Information supplied:

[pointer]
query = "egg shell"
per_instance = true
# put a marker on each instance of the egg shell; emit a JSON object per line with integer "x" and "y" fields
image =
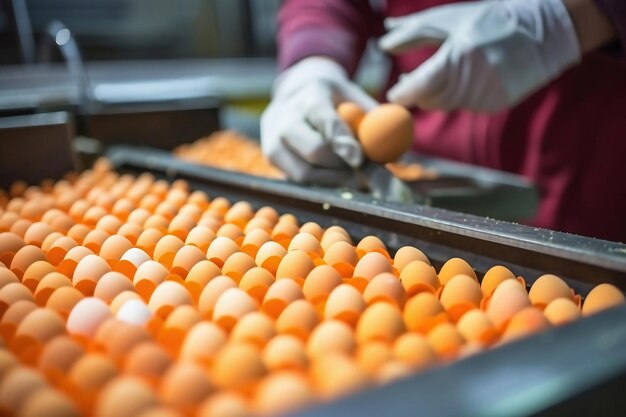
{"x": 124, "y": 396}
{"x": 295, "y": 265}
{"x": 202, "y": 342}
{"x": 506, "y": 301}
{"x": 424, "y": 311}
{"x": 445, "y": 340}
{"x": 212, "y": 292}
{"x": 331, "y": 336}
{"x": 494, "y": 277}
{"x": 282, "y": 392}
{"x": 63, "y": 299}
{"x": 255, "y": 328}
{"x": 256, "y": 281}
{"x": 221, "y": 249}
{"x": 87, "y": 316}
{"x": 224, "y": 404}
{"x": 414, "y": 350}
{"x": 35, "y": 273}
{"x": 167, "y": 296}
{"x": 285, "y": 352}
{"x": 299, "y": 319}
{"x": 461, "y": 294}
{"x": 88, "y": 272}
{"x": 562, "y": 311}
{"x": 336, "y": 375}
{"x": 237, "y": 265}
{"x": 48, "y": 402}
{"x": 238, "y": 367}
{"x": 476, "y": 327}
{"x": 280, "y": 294}
{"x": 19, "y": 384}
{"x": 185, "y": 386}
{"x": 270, "y": 255}
{"x": 148, "y": 276}
{"x": 370, "y": 265}
{"x": 381, "y": 123}
{"x": 407, "y": 254}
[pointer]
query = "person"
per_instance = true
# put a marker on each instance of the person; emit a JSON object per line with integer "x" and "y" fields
{"x": 533, "y": 87}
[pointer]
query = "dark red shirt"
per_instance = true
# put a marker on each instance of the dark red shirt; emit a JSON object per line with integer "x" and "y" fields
{"x": 569, "y": 137}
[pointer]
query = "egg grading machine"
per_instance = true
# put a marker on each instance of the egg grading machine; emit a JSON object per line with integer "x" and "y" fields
{"x": 577, "y": 369}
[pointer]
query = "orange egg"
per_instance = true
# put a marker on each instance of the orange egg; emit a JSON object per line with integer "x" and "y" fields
{"x": 148, "y": 276}
{"x": 238, "y": 367}
{"x": 167, "y": 296}
{"x": 124, "y": 396}
{"x": 385, "y": 287}
{"x": 562, "y": 311}
{"x": 256, "y": 281}
{"x": 280, "y": 294}
{"x": 461, "y": 294}
{"x": 212, "y": 292}
{"x": 548, "y": 288}
{"x": 414, "y": 350}
{"x": 331, "y": 336}
{"x": 602, "y": 297}
{"x": 509, "y": 298}
{"x": 270, "y": 255}
{"x": 282, "y": 392}
{"x": 285, "y": 352}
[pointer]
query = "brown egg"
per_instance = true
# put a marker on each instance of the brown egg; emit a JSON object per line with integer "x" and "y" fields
{"x": 384, "y": 122}
{"x": 414, "y": 350}
{"x": 285, "y": 352}
{"x": 407, "y": 254}
{"x": 475, "y": 326}
{"x": 35, "y": 273}
{"x": 224, "y": 404}
{"x": 185, "y": 386}
{"x": 282, "y": 392}
{"x": 335, "y": 375}
{"x": 461, "y": 294}
{"x": 602, "y": 297}
{"x": 221, "y": 249}
{"x": 526, "y": 321}
{"x": 12, "y": 293}
{"x": 454, "y": 267}
{"x": 202, "y": 342}
{"x": 270, "y": 255}
{"x": 493, "y": 278}
{"x": 506, "y": 301}
{"x": 422, "y": 312}
{"x": 280, "y": 294}
{"x": 385, "y": 287}
{"x": 256, "y": 281}
{"x": 238, "y": 367}
{"x": 295, "y": 265}
{"x": 331, "y": 336}
{"x": 212, "y": 292}
{"x": 562, "y": 311}
{"x": 124, "y": 396}
{"x": 148, "y": 276}
{"x": 167, "y": 296}
{"x": 418, "y": 276}
{"x": 237, "y": 265}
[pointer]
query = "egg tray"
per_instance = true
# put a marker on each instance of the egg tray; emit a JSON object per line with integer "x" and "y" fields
{"x": 579, "y": 369}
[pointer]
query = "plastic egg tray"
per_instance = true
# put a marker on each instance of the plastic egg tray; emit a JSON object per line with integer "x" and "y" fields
{"x": 131, "y": 296}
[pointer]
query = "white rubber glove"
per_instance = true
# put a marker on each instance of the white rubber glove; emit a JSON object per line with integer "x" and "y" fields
{"x": 493, "y": 53}
{"x": 301, "y": 132}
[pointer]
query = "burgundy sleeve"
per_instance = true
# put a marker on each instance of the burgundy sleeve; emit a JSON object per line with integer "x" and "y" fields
{"x": 616, "y": 12}
{"x": 338, "y": 29}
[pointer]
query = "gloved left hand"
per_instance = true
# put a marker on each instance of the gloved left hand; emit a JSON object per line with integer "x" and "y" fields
{"x": 493, "y": 53}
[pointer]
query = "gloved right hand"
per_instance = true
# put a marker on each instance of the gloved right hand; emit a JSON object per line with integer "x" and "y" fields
{"x": 301, "y": 132}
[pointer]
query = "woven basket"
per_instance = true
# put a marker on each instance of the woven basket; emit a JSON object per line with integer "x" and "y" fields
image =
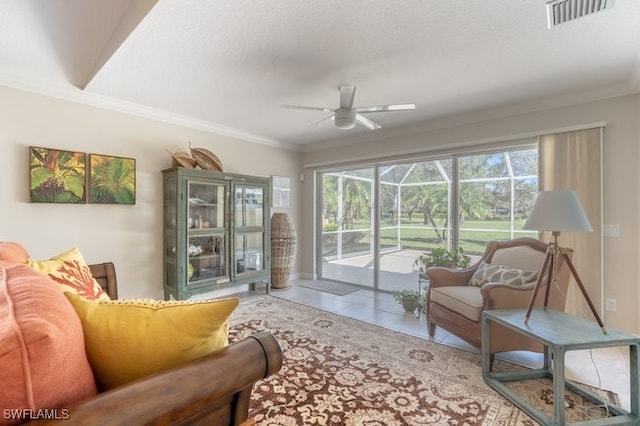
{"x": 283, "y": 249}
{"x": 182, "y": 159}
{"x": 206, "y": 159}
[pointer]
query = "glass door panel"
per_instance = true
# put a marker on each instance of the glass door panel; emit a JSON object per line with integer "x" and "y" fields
{"x": 206, "y": 258}
{"x": 347, "y": 226}
{"x": 206, "y": 206}
{"x": 249, "y": 254}
{"x": 414, "y": 217}
{"x": 206, "y": 243}
{"x": 249, "y": 206}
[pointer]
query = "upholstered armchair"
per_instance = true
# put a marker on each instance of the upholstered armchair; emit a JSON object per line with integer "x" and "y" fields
{"x": 504, "y": 278}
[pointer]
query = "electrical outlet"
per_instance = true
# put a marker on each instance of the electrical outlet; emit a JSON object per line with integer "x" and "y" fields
{"x": 611, "y": 305}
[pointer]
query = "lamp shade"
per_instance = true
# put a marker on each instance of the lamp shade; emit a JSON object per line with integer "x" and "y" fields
{"x": 559, "y": 211}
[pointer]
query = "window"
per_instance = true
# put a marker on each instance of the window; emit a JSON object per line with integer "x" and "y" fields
{"x": 377, "y": 220}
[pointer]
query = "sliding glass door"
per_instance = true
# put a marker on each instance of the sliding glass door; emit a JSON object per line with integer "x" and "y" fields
{"x": 376, "y": 220}
{"x": 347, "y": 226}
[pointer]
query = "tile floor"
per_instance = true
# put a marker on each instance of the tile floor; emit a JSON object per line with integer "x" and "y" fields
{"x": 605, "y": 368}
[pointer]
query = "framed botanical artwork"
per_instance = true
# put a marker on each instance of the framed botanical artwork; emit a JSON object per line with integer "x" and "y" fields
{"x": 112, "y": 180}
{"x": 57, "y": 176}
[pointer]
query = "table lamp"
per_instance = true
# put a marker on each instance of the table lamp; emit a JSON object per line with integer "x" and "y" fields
{"x": 558, "y": 211}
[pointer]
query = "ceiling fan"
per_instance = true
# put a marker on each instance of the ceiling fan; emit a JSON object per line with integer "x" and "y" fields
{"x": 347, "y": 116}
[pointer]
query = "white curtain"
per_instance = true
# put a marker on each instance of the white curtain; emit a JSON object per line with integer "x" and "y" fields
{"x": 572, "y": 160}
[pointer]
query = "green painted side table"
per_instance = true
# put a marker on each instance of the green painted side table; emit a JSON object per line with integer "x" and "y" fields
{"x": 559, "y": 333}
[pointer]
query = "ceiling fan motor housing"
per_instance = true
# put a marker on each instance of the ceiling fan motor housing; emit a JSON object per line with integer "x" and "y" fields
{"x": 345, "y": 118}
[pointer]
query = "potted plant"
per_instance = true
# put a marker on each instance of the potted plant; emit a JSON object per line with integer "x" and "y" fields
{"x": 409, "y": 299}
{"x": 440, "y": 256}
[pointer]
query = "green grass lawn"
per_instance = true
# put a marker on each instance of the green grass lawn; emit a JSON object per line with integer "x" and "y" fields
{"x": 474, "y": 235}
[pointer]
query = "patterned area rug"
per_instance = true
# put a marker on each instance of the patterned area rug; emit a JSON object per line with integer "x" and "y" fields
{"x": 340, "y": 371}
{"x": 329, "y": 287}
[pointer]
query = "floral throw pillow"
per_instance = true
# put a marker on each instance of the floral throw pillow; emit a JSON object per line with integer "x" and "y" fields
{"x": 70, "y": 271}
{"x": 488, "y": 273}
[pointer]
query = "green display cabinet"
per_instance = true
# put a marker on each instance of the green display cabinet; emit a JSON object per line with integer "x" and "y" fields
{"x": 216, "y": 231}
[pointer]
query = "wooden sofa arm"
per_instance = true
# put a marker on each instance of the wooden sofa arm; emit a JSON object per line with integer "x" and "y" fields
{"x": 212, "y": 390}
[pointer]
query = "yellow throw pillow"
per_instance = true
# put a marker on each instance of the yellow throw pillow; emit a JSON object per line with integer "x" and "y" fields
{"x": 129, "y": 339}
{"x": 70, "y": 271}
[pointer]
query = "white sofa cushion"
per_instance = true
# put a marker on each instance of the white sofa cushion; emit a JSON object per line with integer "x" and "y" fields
{"x": 465, "y": 300}
{"x": 494, "y": 273}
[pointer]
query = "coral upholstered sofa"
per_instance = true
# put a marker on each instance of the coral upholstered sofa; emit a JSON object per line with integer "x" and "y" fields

Set exercise:
Please pick out every line in the records that contains the word "green" and copy each one. Case counts.

Exercise response:
query = "green painted side table"
# put a marker on each instance of the green painted side table; emit a JSON object per line with integer "x" and "y" fields
query = "green grass lawn"
# put a marker on each instance of the green grass lawn; emit a JSON object per line with integer "x" and "y" fields
query = "green display cabinet"
# put a marker on each instance of the green display cabinet; emit a JSON object per line with integer "x" and "y" fields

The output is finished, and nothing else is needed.